═══ THE DATA
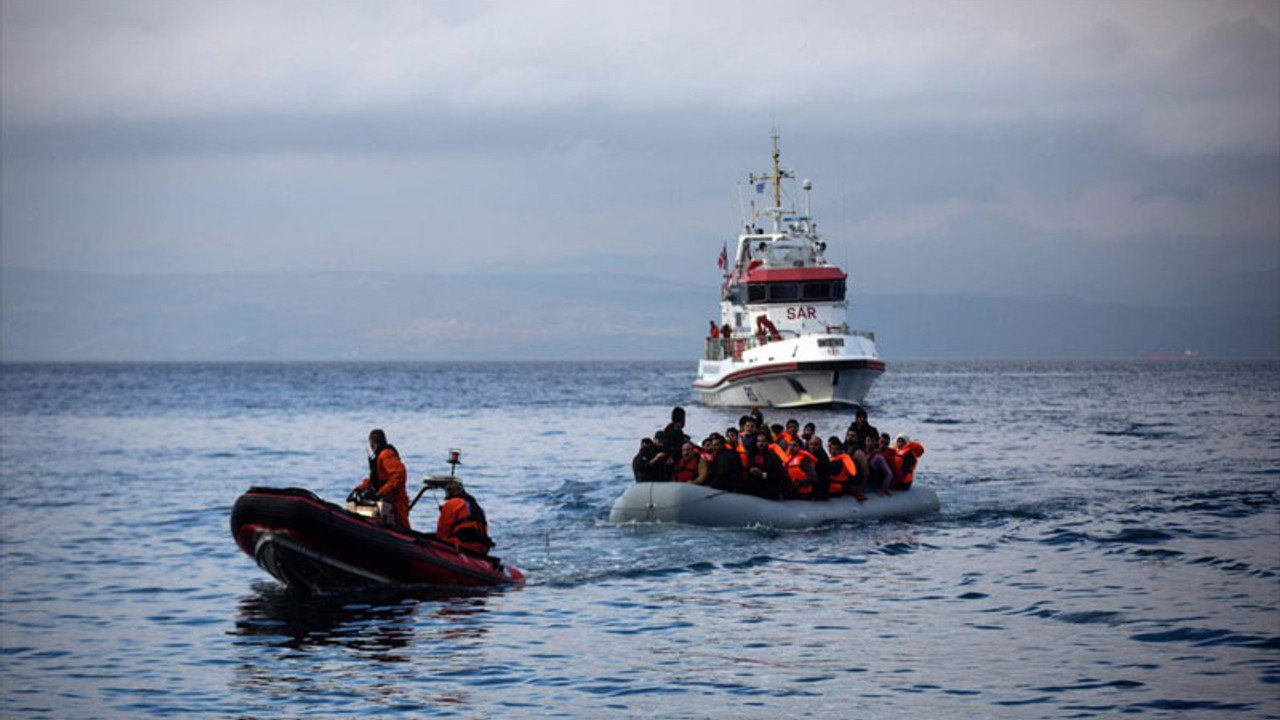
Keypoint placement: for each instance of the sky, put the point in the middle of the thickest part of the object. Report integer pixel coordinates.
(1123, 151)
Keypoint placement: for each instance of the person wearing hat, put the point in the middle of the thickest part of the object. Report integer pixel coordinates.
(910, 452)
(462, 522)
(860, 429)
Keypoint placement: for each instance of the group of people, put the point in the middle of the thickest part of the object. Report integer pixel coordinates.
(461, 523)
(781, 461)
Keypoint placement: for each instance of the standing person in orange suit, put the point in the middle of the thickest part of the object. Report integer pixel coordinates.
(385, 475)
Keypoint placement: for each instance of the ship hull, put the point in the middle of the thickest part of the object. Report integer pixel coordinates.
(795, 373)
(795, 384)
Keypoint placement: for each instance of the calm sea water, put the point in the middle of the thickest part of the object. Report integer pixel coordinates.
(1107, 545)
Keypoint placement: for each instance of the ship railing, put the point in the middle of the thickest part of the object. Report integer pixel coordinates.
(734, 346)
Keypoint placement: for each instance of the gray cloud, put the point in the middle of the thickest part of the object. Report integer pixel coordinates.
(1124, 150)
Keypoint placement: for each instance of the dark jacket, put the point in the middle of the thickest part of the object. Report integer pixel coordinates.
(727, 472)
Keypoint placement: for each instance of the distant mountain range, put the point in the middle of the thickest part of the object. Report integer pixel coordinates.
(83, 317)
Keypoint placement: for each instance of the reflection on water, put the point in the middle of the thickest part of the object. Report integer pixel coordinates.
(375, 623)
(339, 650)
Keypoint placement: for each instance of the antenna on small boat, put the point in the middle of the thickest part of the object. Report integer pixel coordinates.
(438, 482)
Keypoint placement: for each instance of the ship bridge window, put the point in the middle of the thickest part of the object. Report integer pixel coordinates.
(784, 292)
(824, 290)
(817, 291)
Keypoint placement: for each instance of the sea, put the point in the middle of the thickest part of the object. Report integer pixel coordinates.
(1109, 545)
══════
═══ THE DATA
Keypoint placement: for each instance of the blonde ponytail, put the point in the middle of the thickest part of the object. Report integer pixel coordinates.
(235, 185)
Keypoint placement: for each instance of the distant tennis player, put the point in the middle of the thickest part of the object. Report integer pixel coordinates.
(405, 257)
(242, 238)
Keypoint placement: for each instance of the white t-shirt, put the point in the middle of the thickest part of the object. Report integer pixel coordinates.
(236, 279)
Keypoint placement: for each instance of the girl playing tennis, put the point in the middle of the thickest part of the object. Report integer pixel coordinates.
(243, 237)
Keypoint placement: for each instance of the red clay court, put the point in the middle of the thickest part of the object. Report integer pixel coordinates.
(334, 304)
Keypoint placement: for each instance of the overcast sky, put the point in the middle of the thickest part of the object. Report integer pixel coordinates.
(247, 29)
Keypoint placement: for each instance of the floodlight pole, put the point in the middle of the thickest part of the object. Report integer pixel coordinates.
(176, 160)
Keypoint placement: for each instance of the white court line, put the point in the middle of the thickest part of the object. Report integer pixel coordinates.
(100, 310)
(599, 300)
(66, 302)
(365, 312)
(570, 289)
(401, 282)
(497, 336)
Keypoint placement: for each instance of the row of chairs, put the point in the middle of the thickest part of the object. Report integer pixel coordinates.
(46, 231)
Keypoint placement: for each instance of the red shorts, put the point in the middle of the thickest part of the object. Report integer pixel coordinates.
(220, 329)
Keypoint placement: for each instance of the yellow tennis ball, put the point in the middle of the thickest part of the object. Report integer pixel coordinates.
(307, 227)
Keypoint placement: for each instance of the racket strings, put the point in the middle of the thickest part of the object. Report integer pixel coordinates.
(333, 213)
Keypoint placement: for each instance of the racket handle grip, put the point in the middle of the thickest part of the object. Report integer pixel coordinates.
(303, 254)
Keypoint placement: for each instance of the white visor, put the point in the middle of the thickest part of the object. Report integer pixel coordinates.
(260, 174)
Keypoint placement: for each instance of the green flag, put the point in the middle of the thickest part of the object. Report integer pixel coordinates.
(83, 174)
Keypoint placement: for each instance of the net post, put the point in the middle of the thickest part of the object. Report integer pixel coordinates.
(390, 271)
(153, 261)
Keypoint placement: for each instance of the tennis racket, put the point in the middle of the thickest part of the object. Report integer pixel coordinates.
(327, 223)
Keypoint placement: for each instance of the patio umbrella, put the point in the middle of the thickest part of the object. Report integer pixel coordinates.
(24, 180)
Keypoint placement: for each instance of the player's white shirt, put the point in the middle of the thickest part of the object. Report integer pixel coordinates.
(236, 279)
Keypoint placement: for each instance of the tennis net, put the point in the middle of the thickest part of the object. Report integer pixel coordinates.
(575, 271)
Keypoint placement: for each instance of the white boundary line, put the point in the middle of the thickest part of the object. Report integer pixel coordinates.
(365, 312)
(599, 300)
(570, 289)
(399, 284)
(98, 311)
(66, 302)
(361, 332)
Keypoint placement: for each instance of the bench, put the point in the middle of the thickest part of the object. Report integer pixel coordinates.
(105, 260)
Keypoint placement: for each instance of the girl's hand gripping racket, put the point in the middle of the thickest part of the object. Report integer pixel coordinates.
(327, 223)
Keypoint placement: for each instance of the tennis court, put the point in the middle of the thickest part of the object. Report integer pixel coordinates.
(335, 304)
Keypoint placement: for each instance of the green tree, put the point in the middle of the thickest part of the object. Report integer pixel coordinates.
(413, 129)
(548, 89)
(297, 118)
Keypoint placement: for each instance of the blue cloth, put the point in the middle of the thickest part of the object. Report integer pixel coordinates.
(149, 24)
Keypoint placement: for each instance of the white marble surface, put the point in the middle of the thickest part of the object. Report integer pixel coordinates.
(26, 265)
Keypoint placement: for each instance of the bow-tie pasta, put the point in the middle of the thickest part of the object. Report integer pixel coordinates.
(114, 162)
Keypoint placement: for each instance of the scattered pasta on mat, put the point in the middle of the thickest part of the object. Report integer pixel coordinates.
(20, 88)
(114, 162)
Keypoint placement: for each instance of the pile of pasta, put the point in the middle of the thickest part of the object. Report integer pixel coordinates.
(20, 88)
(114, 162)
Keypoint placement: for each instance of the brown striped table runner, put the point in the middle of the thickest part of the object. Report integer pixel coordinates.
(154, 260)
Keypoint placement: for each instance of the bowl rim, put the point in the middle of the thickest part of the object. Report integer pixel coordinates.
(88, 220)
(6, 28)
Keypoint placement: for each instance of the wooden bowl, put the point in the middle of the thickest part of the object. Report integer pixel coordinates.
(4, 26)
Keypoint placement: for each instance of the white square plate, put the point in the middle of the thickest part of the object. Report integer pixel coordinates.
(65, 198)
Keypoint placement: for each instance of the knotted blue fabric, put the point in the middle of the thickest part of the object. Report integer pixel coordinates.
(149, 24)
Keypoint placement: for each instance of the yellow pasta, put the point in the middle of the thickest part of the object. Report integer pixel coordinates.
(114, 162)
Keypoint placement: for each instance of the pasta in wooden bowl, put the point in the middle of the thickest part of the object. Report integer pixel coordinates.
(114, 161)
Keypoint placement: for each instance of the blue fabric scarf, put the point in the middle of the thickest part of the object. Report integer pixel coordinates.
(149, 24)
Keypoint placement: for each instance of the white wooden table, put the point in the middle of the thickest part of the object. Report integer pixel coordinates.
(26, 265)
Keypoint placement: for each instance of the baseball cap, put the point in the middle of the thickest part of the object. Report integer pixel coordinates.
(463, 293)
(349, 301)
══════
═══ THE DATA
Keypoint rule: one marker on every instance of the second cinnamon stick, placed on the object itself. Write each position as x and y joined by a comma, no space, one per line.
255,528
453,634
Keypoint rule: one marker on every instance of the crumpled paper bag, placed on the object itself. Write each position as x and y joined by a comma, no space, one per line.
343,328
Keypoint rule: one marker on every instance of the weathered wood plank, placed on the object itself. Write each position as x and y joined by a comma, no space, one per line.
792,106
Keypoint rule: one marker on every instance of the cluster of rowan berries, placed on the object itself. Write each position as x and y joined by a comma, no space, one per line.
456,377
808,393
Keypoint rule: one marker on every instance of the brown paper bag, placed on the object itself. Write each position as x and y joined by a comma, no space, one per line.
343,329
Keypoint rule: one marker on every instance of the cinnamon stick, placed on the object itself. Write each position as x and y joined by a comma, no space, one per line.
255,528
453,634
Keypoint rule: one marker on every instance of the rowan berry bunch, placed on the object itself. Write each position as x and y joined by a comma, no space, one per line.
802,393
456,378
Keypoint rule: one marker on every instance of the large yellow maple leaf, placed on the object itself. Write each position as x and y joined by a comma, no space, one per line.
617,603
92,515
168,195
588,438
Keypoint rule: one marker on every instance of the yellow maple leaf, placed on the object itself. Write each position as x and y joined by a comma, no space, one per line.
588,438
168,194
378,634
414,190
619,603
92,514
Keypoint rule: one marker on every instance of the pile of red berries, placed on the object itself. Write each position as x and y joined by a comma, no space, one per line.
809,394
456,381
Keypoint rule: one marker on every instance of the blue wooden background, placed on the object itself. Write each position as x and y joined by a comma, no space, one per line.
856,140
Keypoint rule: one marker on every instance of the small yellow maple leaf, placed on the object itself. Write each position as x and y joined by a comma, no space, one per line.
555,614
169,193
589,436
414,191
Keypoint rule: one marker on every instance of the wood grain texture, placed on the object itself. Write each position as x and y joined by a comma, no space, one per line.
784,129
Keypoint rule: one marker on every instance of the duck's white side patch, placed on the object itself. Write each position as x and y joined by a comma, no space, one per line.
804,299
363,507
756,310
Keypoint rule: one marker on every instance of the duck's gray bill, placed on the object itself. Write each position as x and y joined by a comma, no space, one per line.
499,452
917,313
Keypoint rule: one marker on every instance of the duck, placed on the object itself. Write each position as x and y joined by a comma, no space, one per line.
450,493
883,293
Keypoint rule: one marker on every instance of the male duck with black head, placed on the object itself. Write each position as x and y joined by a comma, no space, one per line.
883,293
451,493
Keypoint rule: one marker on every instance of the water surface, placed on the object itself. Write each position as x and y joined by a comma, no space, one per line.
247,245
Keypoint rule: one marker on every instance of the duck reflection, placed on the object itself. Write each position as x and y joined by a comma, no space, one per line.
══════
*WHAT YOU ARE ASKED TO DO*: Go to the line with "Keypoint rule: one marker on every instance of the blue" in the entries above and repeat every line from there through the line with "duck reflection, placed", exactly and with no other text.

*SOLUTION BELOW*:
Keypoint rule: one marker on every instance of the blue wooden background, placed on the object itself. Write each position as x and y joined by a comma, no space, one per line.
856,140
Keypoint rule: one marker on every instance of the small yellow maple leaf, placed on the object itself. Write each position as x and y joined by a comma, no space, one per line.
555,614
169,193
589,436
414,191
Keypoint rule: one marker on every instance of the wood grain texture, placed on the object itself. Write each position as x and y joined by a comma, no space, one per line.
784,129
Keypoint rule: one marker on every instance of the duck's white side patch, placed on the object itself. Write each position as x and y joined by a comma, no space, one per line.
804,299
363,507
756,310
Keypoint rule: one marker on every instance of the duck's gray bill, placed on the object itself. Write each position as x and y joined by a comma, no space, one per line.
499,452
917,313
Keypoint rule: one marker on every instance of the duck, placed on the object itself. Write each position as x and y joined by a comma, no space, one per line.
450,493
883,293
Keypoint rule: one marker on every instance of the male duck with black head, placed on the object itself. Write each position as x and y joined by a comma, no space, one per line.
883,293
451,493
Keypoint rule: one marker on every instance of the water surface, placed on the object itself. Write each position as x and y joined by a comma, no space, one per line.
247,245
Keypoint rule: one marker on every instance of the duck reflection, placed on the object itself. Write each position as x and y joined by a comma, no space, one per line.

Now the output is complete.